**Data supplied:**
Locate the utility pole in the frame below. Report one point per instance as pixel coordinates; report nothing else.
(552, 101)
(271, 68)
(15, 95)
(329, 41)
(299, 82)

**What the task requires:**
Rewrite the items above, substituting "street lamp" for "utility pole" and leaving all other text unchanged.

**Result of this exercise:**
Locate the street lamp in the frame below. Report one point per instance as pixel coordinates; report nothing else.
(552, 101)
(271, 68)
(15, 95)
(329, 41)
(299, 82)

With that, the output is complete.